Transient Hypoxemia during Sleep in Chronic Obstructive Pulmonary Disease Is Not a Sleep Apnea Syndrome1–3

Abstract
We measured ear oxygen saturation (SaO2), chest wall movement, and oronasal air flow, and took electroencephalographic tracings during nocturnal sleep in 20 healthy subjects and 20 similarly aged patients with chronic obstructive pulmonary disease (COPD), none of whom was obese. Thirteen of the patients with COPD were persistently hypoxemic and hypercapnic when awake (“blue and bloated”, Type B); the remaining 7 maintained relatively normal arterial gas tensions when awake despite equally severe airways obstruction (“pink and puffing”, Type A). Hypoxemic episodes (HE) (SaO2 falls of greater than 10%) occurred during sleep in all the blue bloaters but in only 3 of 7 pink puffers and 3 of 20 normal subjects. However, the maximal change in arterial oxygen tension (PaO2) (calculated from SaO2 values assuming normal pH) was similar in all 3 groups, averaging 24 mmHg. Furthermore, the cumulative duration of apnea and hypopnea was the same in each group. Only one patient with COPD had more than 2 apneas per night, and obstructive apnea was seen only in the healthy subjects. Sleep apnea syndromes thus appear to be rare in nonobese patients with COPD. Of the 40 HE in patients with COPD, 29 occurred during periods of hypoventilation. In 10 blue bloaters whose arterial blood was sampled during sleep, the measured fall in PaO2 during the HE (mean, 11.2 mmHg) was greater than the rise in PaCO2 (mean, 4.2 mmHg). Although these changes in arterial gas tensions could be produced by an increase in ventilation-perfusion imbalance during the HE, it is suggested that unsteady-state gas exchange during transient hypoventilation could provide an alternative explanation.

····················

Using the abstract on sleep hypoxemia in COPD, decide whether each statement agrees with it: (a) every blue bloater had hypoxemic episodes during sleep; (b) obstructive apnea was observed in patients with COPD; (c) in the 10 blue bloaters sampled during sleep, the mean rise in PaCO2 exceeded the mean fall in PaO2. Answer yes or no for each, quoting the deciding words of the abstract.

▶ _Supplied material_
····················

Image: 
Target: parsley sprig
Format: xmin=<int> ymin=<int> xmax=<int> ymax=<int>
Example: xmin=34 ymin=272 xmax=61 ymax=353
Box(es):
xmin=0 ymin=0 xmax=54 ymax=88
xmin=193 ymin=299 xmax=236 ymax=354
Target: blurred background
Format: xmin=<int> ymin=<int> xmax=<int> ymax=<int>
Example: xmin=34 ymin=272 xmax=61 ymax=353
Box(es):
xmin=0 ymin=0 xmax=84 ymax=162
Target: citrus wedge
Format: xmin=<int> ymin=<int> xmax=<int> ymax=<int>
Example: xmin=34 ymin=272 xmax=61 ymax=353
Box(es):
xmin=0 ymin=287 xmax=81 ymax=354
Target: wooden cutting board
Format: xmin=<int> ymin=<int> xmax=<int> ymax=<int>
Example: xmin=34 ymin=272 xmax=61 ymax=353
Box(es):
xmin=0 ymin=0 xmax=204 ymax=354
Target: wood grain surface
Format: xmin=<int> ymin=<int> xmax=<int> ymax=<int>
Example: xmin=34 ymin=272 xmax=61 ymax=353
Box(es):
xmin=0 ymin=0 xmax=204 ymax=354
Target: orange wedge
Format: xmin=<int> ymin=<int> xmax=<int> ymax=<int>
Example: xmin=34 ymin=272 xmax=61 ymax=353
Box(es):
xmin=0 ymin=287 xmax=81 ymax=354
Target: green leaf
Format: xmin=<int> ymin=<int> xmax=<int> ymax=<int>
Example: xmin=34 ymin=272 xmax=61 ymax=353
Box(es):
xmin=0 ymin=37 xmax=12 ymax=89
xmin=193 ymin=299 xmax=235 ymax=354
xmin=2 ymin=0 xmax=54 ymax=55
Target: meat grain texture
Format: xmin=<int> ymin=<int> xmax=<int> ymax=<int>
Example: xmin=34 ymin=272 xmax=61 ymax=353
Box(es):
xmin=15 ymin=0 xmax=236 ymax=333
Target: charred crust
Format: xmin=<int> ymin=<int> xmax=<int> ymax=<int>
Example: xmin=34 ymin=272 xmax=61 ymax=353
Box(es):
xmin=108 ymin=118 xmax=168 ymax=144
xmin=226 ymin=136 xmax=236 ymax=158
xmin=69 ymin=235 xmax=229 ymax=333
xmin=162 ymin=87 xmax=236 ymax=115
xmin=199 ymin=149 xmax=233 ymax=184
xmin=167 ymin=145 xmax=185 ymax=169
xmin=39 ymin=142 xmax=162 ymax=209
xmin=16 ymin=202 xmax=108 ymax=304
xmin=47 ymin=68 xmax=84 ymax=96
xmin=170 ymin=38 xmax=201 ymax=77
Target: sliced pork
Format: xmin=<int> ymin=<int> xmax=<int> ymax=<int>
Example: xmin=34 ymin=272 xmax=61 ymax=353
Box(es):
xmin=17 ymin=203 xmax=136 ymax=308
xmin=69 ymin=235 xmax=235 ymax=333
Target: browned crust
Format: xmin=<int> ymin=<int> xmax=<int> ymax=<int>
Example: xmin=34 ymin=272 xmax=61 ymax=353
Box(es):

····················

▶ _Response to the exercise_
(a) Yes: "occurred during sleep in all the blue bloaters"
(b) No: "obstructive apnea was seen only in the healthy subjects"
(c) No: "the measured fall in PaO2 during the HE (mean, 11.2 mmHg) was greater than the rise in PaCO2 (mean, 4.2 mmHg)"